▶ Exercise brief
Please tally the lines in the entries below that contain the string "knob" and give only that number.

▶ Records provided

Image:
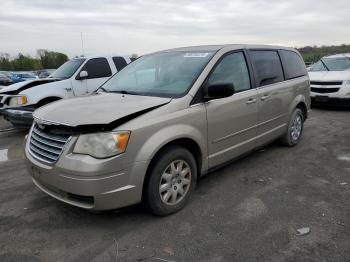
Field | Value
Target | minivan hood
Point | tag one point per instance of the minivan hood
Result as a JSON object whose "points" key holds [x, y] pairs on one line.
{"points": [[98, 109], [330, 76]]}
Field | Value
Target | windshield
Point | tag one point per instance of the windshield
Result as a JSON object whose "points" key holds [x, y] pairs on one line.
{"points": [[67, 69], [169, 74], [331, 64]]}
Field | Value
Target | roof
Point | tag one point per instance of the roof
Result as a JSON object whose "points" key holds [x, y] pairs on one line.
{"points": [[102, 55], [338, 55], [215, 48]]}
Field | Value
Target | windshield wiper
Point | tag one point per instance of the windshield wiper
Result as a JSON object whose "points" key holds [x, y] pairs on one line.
{"points": [[103, 89], [124, 92], [324, 65]]}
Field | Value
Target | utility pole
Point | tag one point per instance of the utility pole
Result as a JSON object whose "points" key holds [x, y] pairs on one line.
{"points": [[82, 43]]}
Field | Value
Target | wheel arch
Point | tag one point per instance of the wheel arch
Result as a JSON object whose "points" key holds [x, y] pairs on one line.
{"points": [[299, 102], [188, 143]]}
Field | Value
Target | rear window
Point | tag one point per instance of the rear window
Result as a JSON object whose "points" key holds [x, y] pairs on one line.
{"points": [[267, 67], [293, 65], [119, 62]]}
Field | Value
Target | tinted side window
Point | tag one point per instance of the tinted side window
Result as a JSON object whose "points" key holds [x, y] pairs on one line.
{"points": [[293, 65], [232, 69], [267, 67], [119, 62], [97, 67]]}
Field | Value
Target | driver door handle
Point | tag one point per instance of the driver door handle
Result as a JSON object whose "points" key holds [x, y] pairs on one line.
{"points": [[251, 101]]}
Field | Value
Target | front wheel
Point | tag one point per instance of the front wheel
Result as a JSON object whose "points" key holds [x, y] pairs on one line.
{"points": [[172, 179], [295, 128]]}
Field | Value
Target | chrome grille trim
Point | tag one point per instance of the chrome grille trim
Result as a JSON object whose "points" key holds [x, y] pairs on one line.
{"points": [[46, 147]]}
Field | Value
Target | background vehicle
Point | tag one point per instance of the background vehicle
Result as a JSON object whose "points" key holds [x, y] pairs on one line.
{"points": [[22, 76], [77, 77], [4, 80], [330, 80], [164, 120]]}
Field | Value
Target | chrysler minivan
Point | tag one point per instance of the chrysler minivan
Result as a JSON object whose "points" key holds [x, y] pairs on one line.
{"points": [[164, 120]]}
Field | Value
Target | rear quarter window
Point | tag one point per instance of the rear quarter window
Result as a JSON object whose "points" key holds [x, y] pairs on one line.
{"points": [[119, 62], [97, 68], [293, 64], [267, 67]]}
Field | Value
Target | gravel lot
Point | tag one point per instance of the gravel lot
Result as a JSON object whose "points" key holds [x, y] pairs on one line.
{"points": [[247, 211]]}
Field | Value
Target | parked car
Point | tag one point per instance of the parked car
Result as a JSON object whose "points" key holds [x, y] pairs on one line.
{"points": [[164, 120], [330, 80], [77, 77], [22, 76], [5, 80]]}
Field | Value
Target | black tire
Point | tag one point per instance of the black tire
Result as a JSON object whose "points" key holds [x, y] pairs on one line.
{"points": [[288, 139], [159, 165]]}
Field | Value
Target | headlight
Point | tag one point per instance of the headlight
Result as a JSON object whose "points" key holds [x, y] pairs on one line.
{"points": [[102, 145], [18, 101]]}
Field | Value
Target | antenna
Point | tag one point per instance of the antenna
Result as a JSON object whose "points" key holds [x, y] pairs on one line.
{"points": [[82, 43]]}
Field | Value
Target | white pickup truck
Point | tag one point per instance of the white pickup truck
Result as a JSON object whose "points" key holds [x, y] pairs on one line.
{"points": [[77, 77]]}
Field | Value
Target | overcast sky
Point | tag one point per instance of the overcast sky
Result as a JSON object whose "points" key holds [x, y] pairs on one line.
{"points": [[138, 26]]}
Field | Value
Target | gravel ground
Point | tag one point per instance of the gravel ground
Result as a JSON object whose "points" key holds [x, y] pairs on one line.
{"points": [[247, 211]]}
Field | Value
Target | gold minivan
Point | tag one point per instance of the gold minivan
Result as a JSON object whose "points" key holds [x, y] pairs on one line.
{"points": [[167, 118]]}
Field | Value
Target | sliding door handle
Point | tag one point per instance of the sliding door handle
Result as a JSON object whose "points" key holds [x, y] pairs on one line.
{"points": [[251, 101], [264, 97]]}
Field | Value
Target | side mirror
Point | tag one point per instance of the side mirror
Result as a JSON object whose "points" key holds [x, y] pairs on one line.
{"points": [[83, 75], [219, 90]]}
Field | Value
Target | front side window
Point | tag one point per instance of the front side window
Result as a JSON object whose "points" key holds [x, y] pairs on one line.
{"points": [[67, 69], [293, 64], [267, 67], [331, 64], [232, 69], [167, 74], [97, 68]]}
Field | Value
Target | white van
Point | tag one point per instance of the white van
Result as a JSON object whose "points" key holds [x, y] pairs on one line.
{"points": [[77, 77]]}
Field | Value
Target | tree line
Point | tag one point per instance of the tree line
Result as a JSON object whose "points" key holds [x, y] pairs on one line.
{"points": [[44, 60]]}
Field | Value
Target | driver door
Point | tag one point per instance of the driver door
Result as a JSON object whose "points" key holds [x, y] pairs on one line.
{"points": [[232, 121]]}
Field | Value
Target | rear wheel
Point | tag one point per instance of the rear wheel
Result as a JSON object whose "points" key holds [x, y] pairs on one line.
{"points": [[172, 179], [295, 128]]}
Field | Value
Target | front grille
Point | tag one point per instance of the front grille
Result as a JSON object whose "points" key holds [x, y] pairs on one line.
{"points": [[324, 90], [326, 83], [46, 146]]}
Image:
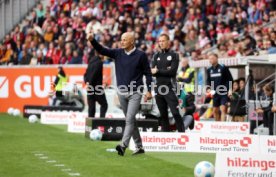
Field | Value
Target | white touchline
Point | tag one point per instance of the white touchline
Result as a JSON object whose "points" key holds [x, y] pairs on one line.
{"points": [[51, 161], [68, 170], [59, 165], [74, 174], [43, 157], [39, 154]]}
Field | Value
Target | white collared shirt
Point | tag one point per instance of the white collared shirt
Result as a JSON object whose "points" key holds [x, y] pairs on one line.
{"points": [[131, 51]]}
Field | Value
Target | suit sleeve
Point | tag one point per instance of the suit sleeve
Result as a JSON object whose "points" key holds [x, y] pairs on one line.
{"points": [[208, 80], [112, 53], [187, 80], [171, 72], [147, 71], [154, 62], [228, 75]]}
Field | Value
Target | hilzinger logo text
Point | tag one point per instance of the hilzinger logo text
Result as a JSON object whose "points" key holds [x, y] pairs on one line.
{"points": [[182, 140], [245, 163], [225, 142]]}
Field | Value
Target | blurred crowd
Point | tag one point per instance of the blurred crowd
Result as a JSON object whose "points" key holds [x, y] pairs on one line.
{"points": [[55, 34]]}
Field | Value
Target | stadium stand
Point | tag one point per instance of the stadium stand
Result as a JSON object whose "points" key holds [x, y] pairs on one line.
{"points": [[55, 34]]}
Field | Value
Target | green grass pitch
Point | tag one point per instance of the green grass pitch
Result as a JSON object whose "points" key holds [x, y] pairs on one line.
{"points": [[36, 150]]}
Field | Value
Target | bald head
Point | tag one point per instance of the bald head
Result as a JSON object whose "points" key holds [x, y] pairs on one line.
{"points": [[185, 62], [127, 41]]}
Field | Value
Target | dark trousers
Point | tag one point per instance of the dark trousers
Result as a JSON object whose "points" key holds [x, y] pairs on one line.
{"points": [[268, 121], [163, 102], [101, 99]]}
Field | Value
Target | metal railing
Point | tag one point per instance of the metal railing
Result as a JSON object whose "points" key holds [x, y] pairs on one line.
{"points": [[12, 13]]}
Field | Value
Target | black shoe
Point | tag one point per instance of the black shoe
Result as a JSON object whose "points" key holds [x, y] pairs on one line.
{"points": [[120, 149], [139, 150], [191, 126]]}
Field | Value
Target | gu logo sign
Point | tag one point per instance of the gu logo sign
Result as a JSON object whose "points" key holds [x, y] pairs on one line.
{"points": [[4, 87]]}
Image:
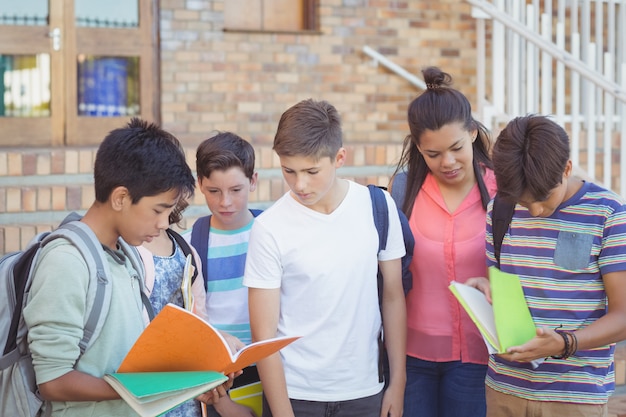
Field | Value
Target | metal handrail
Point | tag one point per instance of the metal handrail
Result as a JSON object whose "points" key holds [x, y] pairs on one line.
{"points": [[557, 53], [387, 63]]}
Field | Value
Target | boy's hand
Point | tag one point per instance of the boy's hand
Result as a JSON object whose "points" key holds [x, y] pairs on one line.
{"points": [[228, 408], [393, 402], [546, 343], [213, 396]]}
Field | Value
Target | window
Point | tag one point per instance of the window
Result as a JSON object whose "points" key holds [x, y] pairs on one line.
{"points": [[270, 15]]}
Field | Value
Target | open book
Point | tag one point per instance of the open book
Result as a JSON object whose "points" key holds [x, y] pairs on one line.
{"points": [[504, 323], [178, 344]]}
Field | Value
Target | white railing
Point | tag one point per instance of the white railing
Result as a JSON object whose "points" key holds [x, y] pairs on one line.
{"points": [[392, 66], [569, 62]]}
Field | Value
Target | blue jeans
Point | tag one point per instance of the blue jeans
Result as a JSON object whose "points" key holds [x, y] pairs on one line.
{"points": [[444, 389], [361, 407]]}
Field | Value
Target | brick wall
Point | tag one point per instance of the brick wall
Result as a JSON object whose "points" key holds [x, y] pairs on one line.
{"points": [[242, 82]]}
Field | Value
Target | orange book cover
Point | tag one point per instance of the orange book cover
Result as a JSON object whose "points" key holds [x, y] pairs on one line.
{"points": [[178, 340]]}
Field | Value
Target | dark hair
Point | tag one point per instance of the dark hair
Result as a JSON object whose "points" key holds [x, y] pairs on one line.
{"points": [[439, 106], [309, 128], [143, 158], [530, 156], [223, 151]]}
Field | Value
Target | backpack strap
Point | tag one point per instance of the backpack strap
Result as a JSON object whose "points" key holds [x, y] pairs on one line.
{"points": [[99, 296], [501, 216], [381, 215], [200, 241], [398, 188], [184, 246]]}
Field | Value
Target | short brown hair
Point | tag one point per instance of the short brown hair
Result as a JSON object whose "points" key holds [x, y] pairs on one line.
{"points": [[530, 156], [223, 151], [309, 128]]}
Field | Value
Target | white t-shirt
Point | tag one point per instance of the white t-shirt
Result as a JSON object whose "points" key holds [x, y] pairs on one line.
{"points": [[326, 267]]}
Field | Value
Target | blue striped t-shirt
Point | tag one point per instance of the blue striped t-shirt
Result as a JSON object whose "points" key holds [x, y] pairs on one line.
{"points": [[560, 261]]}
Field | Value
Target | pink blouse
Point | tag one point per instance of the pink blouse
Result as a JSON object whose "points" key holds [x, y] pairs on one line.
{"points": [[448, 247]]}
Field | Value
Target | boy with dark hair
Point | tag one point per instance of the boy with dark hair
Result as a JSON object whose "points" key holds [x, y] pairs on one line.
{"points": [[311, 271], [140, 175], [226, 177], [566, 243]]}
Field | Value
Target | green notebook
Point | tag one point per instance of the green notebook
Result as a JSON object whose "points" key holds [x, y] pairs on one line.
{"points": [[505, 323], [153, 393]]}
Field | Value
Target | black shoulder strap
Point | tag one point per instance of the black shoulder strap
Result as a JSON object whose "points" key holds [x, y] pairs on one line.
{"points": [[200, 241], [398, 188], [381, 215], [501, 216], [184, 246]]}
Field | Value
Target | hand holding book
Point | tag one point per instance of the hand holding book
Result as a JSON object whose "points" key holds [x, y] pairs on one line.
{"points": [[506, 321], [180, 356]]}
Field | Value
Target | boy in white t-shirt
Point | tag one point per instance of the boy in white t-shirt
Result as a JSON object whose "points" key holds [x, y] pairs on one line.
{"points": [[311, 271]]}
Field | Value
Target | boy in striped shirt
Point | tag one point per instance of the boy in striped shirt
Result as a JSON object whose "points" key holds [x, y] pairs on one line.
{"points": [[567, 243]]}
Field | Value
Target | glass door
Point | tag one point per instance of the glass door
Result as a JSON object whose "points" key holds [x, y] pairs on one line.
{"points": [[111, 72], [30, 108], [75, 69]]}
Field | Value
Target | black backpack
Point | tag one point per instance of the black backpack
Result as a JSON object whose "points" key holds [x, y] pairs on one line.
{"points": [[184, 246], [381, 220], [501, 216]]}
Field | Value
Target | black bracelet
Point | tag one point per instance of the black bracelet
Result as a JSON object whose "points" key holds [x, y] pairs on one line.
{"points": [[570, 347], [574, 344], [565, 353]]}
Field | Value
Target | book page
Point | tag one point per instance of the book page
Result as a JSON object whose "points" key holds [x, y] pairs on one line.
{"points": [[480, 311], [178, 340]]}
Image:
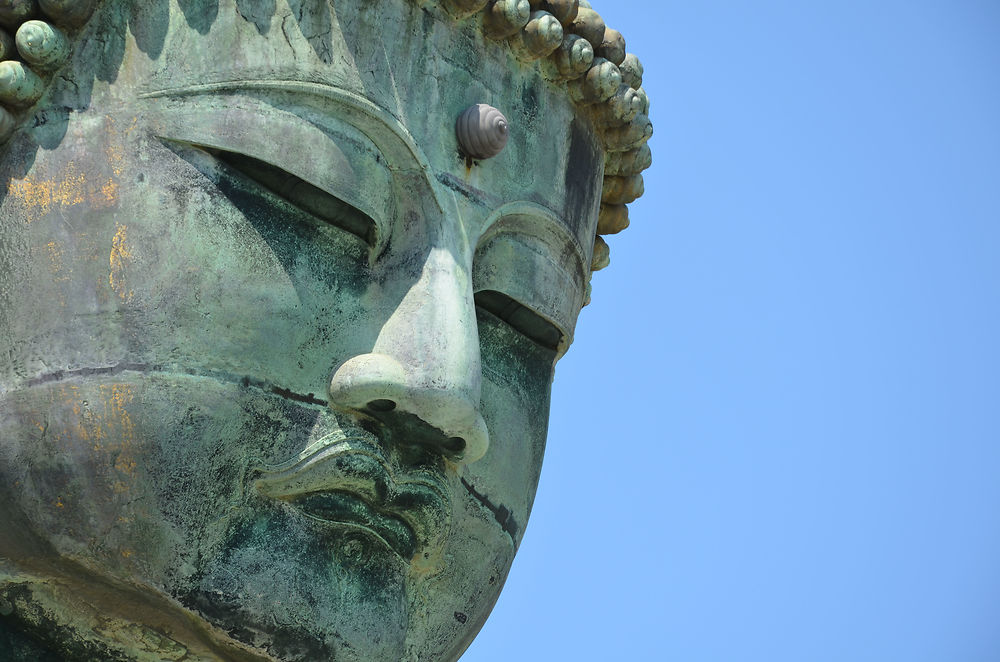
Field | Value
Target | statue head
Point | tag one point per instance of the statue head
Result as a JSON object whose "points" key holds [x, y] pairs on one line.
{"points": [[279, 341]]}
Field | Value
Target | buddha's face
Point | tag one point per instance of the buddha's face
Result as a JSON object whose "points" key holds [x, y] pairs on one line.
{"points": [[277, 357]]}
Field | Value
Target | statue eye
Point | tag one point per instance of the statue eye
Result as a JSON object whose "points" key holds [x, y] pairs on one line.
{"points": [[519, 317], [301, 194]]}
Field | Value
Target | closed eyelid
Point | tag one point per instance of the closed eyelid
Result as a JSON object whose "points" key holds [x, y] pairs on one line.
{"points": [[302, 194], [309, 160]]}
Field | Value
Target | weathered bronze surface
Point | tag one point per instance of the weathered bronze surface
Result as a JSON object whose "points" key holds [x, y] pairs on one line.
{"points": [[276, 354]]}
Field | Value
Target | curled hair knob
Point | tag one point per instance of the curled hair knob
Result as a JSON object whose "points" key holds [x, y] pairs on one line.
{"points": [[482, 131]]}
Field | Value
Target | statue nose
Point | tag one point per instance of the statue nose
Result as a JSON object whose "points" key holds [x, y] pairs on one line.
{"points": [[423, 377]]}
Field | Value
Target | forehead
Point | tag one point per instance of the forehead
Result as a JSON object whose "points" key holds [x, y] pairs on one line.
{"points": [[416, 65]]}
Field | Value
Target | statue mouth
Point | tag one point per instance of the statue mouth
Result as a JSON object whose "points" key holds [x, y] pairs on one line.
{"points": [[350, 481]]}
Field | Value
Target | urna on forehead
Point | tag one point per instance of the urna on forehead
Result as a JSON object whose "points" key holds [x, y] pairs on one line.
{"points": [[420, 61], [284, 283]]}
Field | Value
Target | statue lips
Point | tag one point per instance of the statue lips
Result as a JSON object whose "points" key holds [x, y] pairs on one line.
{"points": [[350, 481]]}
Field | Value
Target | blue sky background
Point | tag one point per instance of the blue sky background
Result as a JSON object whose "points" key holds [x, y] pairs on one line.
{"points": [[777, 436]]}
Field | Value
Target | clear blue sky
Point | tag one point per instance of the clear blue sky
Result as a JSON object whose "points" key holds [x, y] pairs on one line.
{"points": [[777, 436]]}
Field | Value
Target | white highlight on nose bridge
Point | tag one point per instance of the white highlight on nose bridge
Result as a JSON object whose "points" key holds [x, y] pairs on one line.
{"points": [[433, 329]]}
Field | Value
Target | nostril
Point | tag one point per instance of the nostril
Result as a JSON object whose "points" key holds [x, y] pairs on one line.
{"points": [[454, 445]]}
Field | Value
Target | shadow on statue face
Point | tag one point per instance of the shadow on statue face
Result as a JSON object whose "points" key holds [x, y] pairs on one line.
{"points": [[278, 356]]}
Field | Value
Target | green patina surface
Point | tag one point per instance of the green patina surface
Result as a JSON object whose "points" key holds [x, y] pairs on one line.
{"points": [[277, 356]]}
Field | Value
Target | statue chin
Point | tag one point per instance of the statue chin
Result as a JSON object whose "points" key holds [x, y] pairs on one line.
{"points": [[278, 352]]}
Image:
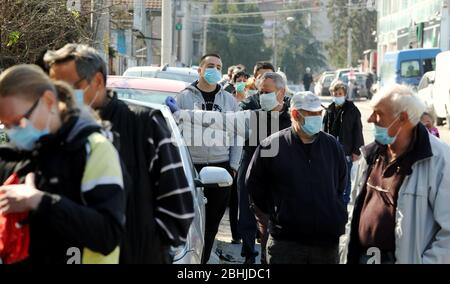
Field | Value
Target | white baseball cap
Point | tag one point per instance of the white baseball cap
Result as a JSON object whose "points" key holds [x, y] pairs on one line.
{"points": [[306, 101]]}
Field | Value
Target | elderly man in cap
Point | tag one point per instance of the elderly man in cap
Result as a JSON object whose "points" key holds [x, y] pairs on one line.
{"points": [[301, 187]]}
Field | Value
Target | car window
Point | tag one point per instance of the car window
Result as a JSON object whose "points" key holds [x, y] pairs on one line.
{"points": [[147, 96], [149, 74], [176, 76], [132, 74], [327, 81], [409, 69], [423, 83]]}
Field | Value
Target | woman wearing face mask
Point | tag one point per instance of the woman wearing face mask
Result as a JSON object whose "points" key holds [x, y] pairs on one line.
{"points": [[72, 188], [343, 121]]}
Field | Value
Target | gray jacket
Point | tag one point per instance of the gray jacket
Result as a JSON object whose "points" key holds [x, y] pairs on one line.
{"points": [[422, 231], [191, 98]]}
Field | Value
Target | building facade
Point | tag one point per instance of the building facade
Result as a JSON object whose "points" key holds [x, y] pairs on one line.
{"points": [[405, 24]]}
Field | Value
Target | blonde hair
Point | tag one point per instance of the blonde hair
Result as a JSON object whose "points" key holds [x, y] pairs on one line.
{"points": [[30, 82], [26, 81]]}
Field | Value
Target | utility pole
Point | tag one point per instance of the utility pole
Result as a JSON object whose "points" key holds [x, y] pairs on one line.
{"points": [[349, 38], [167, 29], [274, 41], [205, 34], [103, 29]]}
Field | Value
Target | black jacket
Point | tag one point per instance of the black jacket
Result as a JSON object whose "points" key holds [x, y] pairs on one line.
{"points": [[154, 222], [71, 213], [301, 193], [345, 124]]}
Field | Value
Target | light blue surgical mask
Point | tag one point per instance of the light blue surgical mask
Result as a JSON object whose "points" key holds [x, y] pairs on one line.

▶ Problem solution
2